Kutipan Teks:
Direktur Jenderal Pajak yang baru, Hadi Purnomo (sekarang Ketua BPK), hanya 4 bulan kemudian, menerbitkan keputusan yang membebaskan BM dari kewajiban pajak berjumlah Rp 2,2 triliun. Hadi merujuk keputusannya pada keputusan Menteri Keuangan tahun 2003 yang ketika itu dijabat oleh Boediono, sekarang Wakil Presiden RI, yang menyisipkan pasal 4 A dalam Keputusan Menteri Keuangan pendahulunya, Bambang Subianto. Menurut Sasmito, keputusan tersebut benar-benar aneh dan patut dicurigai telah terjadi crime policy, tetapi lolos dari perhatian aparat hukum.
Padahal dengan menyisipkan pasal 4 A, bank negara terbesar itu bebas dari kewajiban membayar pajak, negara pun kebobolan Rp 2,2 triliun. Ironisnya, sampai akhir Desember 2002, status SKPKB BM yang masih dikenai ketetapan pajak sebanyak itu, hanya dalam tempo 4 bulan mendapatkan restitusi (pengembalian kelebihan bayar pajak penghasilan, red) sebesar Rp 363 miliar.

Yang Diperlukan:
Jawablah pertanyaan berikut berdasarkan kutipan tentang pembebasan pajak BM.
(a) Berapa jumlah kewajiban pajak BM yang dibebaskan oleh keputusan Hadi Purnomo?
(b) Siapa Menteri Keuangan tahun 2003 yang keputusannya dirujuk oleh Hadi?
(c) Berapa besar restitusi yang diterima BM dalam tempo 4 bulan?

Data Tersedia:
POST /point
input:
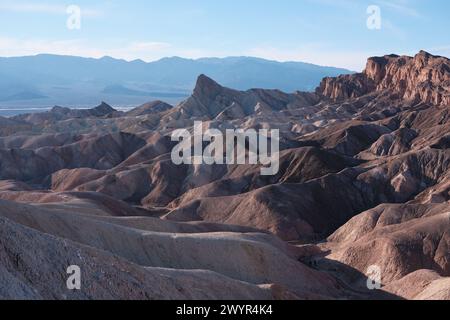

Jawaban Tugas:
(a) Rp 2,2 triliun.
(b) Boediono.
(c) Rp 363 miliar.